"""
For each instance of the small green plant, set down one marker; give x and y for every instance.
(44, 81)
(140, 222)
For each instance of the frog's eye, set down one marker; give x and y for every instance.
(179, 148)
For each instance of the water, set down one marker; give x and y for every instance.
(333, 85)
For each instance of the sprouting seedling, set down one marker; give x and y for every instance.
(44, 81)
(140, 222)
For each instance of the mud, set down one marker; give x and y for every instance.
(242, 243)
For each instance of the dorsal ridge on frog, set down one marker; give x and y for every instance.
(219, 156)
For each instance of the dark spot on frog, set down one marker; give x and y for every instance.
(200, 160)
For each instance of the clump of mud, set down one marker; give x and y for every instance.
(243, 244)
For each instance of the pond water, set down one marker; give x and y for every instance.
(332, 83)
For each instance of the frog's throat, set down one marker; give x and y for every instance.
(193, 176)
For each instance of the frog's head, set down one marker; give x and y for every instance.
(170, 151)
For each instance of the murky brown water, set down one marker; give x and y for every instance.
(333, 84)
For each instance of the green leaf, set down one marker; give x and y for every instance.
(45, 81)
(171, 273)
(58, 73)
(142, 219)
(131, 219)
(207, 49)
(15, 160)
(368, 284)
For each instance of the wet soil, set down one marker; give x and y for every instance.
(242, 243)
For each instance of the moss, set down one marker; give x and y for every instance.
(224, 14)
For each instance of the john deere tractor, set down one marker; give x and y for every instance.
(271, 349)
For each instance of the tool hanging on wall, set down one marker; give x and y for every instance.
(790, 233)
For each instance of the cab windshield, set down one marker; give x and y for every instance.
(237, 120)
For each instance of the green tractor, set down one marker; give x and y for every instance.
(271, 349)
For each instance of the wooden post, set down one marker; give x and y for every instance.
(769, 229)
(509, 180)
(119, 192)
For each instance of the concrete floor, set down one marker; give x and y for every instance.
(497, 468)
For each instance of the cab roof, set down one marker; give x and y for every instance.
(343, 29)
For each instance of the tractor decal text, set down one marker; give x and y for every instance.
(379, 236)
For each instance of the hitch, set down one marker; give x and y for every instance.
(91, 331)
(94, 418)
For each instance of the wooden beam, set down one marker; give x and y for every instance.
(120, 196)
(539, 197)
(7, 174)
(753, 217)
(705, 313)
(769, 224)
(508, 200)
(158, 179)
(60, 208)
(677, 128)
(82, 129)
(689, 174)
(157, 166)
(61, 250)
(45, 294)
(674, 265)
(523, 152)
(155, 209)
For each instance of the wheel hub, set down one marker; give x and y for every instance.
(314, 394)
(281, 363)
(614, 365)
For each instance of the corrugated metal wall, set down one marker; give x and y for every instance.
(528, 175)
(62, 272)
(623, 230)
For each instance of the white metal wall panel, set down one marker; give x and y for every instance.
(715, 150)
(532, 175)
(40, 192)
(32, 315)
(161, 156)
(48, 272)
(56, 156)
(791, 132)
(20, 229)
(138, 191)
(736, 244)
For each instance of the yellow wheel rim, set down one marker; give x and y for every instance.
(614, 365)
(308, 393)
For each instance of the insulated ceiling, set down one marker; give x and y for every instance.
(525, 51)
"""
Please reproduce the records word for word, starting with the line that contains "For each instance of the corrugated" and continuing through the end of the records.

For each instance of the corrugated metal wall, set down one marker; give x and y for every instance.
(528, 175)
(62, 272)
(623, 230)
For each instance of the white metal wall panel, set down one marker; give x and y for every instance.
(715, 150)
(532, 175)
(40, 192)
(32, 315)
(161, 156)
(48, 272)
(56, 156)
(791, 132)
(20, 229)
(138, 191)
(736, 244)
For each instance of the yellow wheel rim, set down one marker; give x and y for every instance.
(614, 365)
(308, 393)
For each instance of the insulated ceiling, set down one marker; give x and y for every instance.
(525, 51)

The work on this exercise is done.